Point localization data
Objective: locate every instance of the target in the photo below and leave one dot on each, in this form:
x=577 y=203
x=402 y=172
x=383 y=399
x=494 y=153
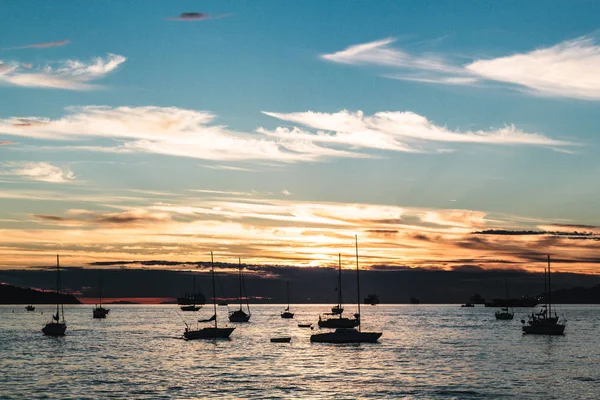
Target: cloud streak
x=189 y=133
x=197 y=16
x=67 y=75
x=567 y=69
x=41 y=171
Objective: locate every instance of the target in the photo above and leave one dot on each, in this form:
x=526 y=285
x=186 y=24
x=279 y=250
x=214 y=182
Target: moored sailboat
x=209 y=332
x=240 y=315
x=335 y=319
x=57 y=326
x=349 y=335
x=287 y=314
x=543 y=323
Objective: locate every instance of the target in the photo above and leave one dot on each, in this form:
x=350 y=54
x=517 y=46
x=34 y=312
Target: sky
x=442 y=134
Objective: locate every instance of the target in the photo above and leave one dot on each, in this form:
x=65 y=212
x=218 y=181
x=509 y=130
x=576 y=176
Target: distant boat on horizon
x=240 y=315
x=542 y=322
x=57 y=325
x=349 y=335
x=287 y=314
x=209 y=332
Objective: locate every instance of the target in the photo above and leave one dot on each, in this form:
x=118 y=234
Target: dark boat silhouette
x=240 y=315
x=349 y=335
x=209 y=332
x=335 y=319
x=57 y=326
x=287 y=314
x=542 y=322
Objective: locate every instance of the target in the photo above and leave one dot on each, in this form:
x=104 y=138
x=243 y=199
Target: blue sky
x=489 y=109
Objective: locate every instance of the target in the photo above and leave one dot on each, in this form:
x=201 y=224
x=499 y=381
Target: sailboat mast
x=339 y=280
x=240 y=276
x=549 y=290
x=212 y=268
x=357 y=282
x=57 y=288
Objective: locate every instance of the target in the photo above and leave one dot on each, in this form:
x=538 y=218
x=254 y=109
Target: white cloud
x=393 y=130
x=170 y=131
x=69 y=75
x=41 y=171
x=567 y=69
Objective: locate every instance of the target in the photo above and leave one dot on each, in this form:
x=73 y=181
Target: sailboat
x=209 y=332
x=99 y=311
x=543 y=323
x=504 y=313
x=335 y=319
x=193 y=306
x=287 y=313
x=57 y=326
x=349 y=335
x=240 y=315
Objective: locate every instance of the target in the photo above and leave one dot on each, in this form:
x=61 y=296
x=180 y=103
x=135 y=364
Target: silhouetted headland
x=15 y=295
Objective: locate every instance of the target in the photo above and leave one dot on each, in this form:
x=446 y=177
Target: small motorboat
x=286 y=339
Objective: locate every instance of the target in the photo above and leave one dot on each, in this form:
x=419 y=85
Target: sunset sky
x=443 y=134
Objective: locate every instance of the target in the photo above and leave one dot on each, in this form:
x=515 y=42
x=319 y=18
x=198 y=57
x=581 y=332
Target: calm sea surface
x=426 y=351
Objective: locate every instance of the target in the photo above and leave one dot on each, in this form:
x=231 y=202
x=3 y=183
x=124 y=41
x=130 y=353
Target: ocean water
x=426 y=351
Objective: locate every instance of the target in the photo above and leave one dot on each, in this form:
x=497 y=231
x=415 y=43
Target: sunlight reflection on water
x=425 y=352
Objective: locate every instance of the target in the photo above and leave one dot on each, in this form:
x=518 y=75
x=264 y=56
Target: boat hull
x=554 y=329
x=239 y=316
x=335 y=323
x=346 y=336
x=54 y=329
x=189 y=308
x=208 y=333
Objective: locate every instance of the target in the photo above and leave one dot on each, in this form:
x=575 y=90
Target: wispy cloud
x=567 y=69
x=40 y=171
x=396 y=131
x=190 y=133
x=45 y=45
x=170 y=131
x=68 y=75
x=196 y=16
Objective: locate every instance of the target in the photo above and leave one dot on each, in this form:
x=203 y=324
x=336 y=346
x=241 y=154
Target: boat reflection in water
x=209 y=332
x=543 y=323
x=57 y=326
x=348 y=335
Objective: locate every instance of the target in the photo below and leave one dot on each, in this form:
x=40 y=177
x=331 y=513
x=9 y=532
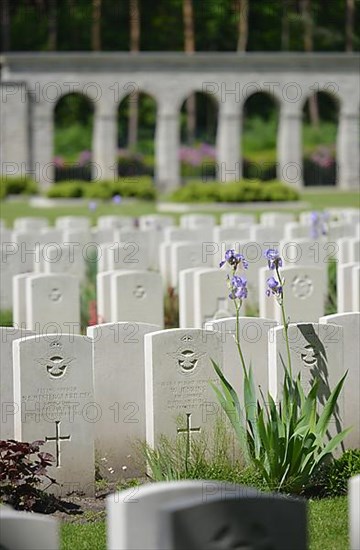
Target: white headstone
x=72 y=222
x=155 y=221
x=186 y=297
x=316 y=351
x=178 y=371
x=137 y=296
x=296 y=230
x=267 y=304
x=119 y=379
x=172 y=234
x=197 y=221
x=344 y=287
x=28 y=243
x=52 y=303
x=211 y=297
x=53 y=386
x=115 y=222
x=233 y=219
x=128 y=255
x=253 y=337
x=101 y=235
x=350 y=322
x=276 y=218
x=265 y=236
x=19 y=299
x=304 y=294
x=10 y=265
x=63 y=259
x=185 y=255
x=142 y=505
x=26 y=531
x=8 y=405
x=103 y=296
x=231 y=234
x=355 y=283
x=30 y=224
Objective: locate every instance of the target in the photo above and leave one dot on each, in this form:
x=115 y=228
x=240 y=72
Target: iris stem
x=237 y=336
x=284 y=322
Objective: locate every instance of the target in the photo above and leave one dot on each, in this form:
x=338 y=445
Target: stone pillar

● TASK INSTRUCTIONS
Could you repeat all of the entries exactly, without any of the images?

● WRITTEN ANSWER
Objective: locate every instance of the target in the photo below and leave one dot on each, in this form:
x=577 y=203
x=402 y=172
x=383 y=399
x=494 y=153
Target: cloud streak
x=189 y=133
x=197 y=16
x=67 y=75
x=567 y=69
x=41 y=171
Objective: locate every instance of the target in the photo above and leave one dot on each, in this form:
x=526 y=285
x=186 y=24
x=279 y=250
x=214 y=182
Target: moored sailboat
x=209 y=332
x=240 y=315
x=335 y=319
x=57 y=326
x=349 y=335
x=287 y=314
x=543 y=323
Objective: locate every instance of the target in the photo above and leave one dot on each, in this form:
x=350 y=54
x=517 y=46
x=34 y=312
Target: sky
x=442 y=134
Objective: locate every instance of the target in the photo above and leave one dot on each, in this form:
x=65 y=212
x=218 y=181
x=509 y=130
x=576 y=176
Target: distant boat on horizon
x=240 y=315
x=542 y=322
x=57 y=325
x=349 y=335
x=287 y=314
x=209 y=332
Objective: locate every instance of the target in the photo above and leave one dot on each, in this form:
x=118 y=234
Target: dark boat silhouette
x=240 y=315
x=349 y=335
x=209 y=332
x=335 y=319
x=57 y=326
x=287 y=314
x=542 y=322
Objective: locate every instance of the target in the photo above and leave one dot on each, in this form:
x=104 y=138
x=243 y=199
Target: blue sky
x=489 y=109
Objective: locate every instance of the target in the photo above and leave one dot on each, in this form:
x=201 y=224
x=499 y=381
Target: sailboat mast
x=339 y=280
x=240 y=276
x=549 y=290
x=212 y=268
x=357 y=282
x=57 y=288
Objective: locate every instance of the target in the photo above and leave one dot on each, in this form:
x=538 y=218
x=254 y=109
Target: white cloud
x=393 y=130
x=170 y=131
x=69 y=75
x=41 y=171
x=567 y=69
Objective: locate every instance of the target in the photo above and leave one dot on each, in this form:
x=73 y=181
Target: sailboat
x=209 y=332
x=99 y=311
x=543 y=323
x=504 y=313
x=335 y=319
x=193 y=306
x=287 y=313
x=57 y=326
x=349 y=335
x=240 y=315
Objective: locate every instance of the target in the photo above and leave one dot on each, in this form:
x=61 y=296
x=180 y=103
x=135 y=364
Target: silhouetted headland
x=15 y=295
Objective: locate every instance of the target in the photo above and leave one dot on each, in this form:
x=446 y=177
Target: small motorboat
x=286 y=339
Objective: locate every instance of the target in the photo above and leave one dot on each, in this form:
x=419 y=85
Target: sunset sky
x=443 y=134
Objective: locate every instance of the target in the photo above and leave one dot on each, in this form:
x=515 y=42
x=319 y=18
x=198 y=57
x=581 y=332
Target: calm sea surface
x=426 y=351
Objective: locate every instance of the target in the photo above and leave one dot on each, in this form:
x=231 y=202
x=3 y=183
x=124 y=41
x=130 y=353
Target: ocean water
x=426 y=351
Objective: locate every instance of the target in the photo above and leave one dot on each, in this form:
x=497 y=231
x=415 y=43
Target: sunlight reflection on water
x=425 y=352
Objective: locate every instance of the target in the photo above and leave one dot on each, in this form:
x=518 y=75
x=264 y=56
Target: boat hull
x=554 y=329
x=239 y=316
x=335 y=323
x=346 y=336
x=54 y=329
x=189 y=308
x=208 y=333
Objective: locate every instance of the target in the photo above and leave one dot on each, in this form:
x=575 y=90
Target: wispy cloud
x=567 y=69
x=40 y=171
x=396 y=131
x=190 y=133
x=45 y=45
x=170 y=131
x=68 y=75
x=196 y=16
Objective: locate every instance of the target in the photo above and leave one dot on each, in this form:
x=203 y=324
x=336 y=346
x=241 y=154
Target: boat reflection in water
x=209 y=332
x=543 y=323
x=57 y=326
x=348 y=335
Objective: locate every instance of the target in the photo below and leave one dot on each, in this form:
x=40 y=177
x=331 y=513
x=9 y=532
Target: white headstone
x=72 y=222
x=155 y=221
x=186 y=297
x=316 y=351
x=178 y=371
x=137 y=296
x=296 y=230
x=267 y=304
x=119 y=379
x=172 y=234
x=197 y=221
x=344 y=287
x=28 y=243
x=52 y=303
x=211 y=297
x=53 y=386
x=115 y=222
x=233 y=219
x=128 y=255
x=253 y=337
x=101 y=235
x=350 y=322
x=276 y=218
x=265 y=236
x=19 y=299
x=304 y=294
x=10 y=265
x=63 y=259
x=185 y=255
x=142 y=505
x=26 y=531
x=8 y=405
x=103 y=296
x=231 y=234
x=355 y=283
x=30 y=224
Objective: locate every instance of the target in the photo above and leave one dot on each, in this form:
x=115 y=228
x=240 y=72
Target: iris stem
x=237 y=336
x=284 y=322
Objective: locate every instance of the target in the photo above and leave one dot on each, in this form:
x=338 y=445
Target: stone pillar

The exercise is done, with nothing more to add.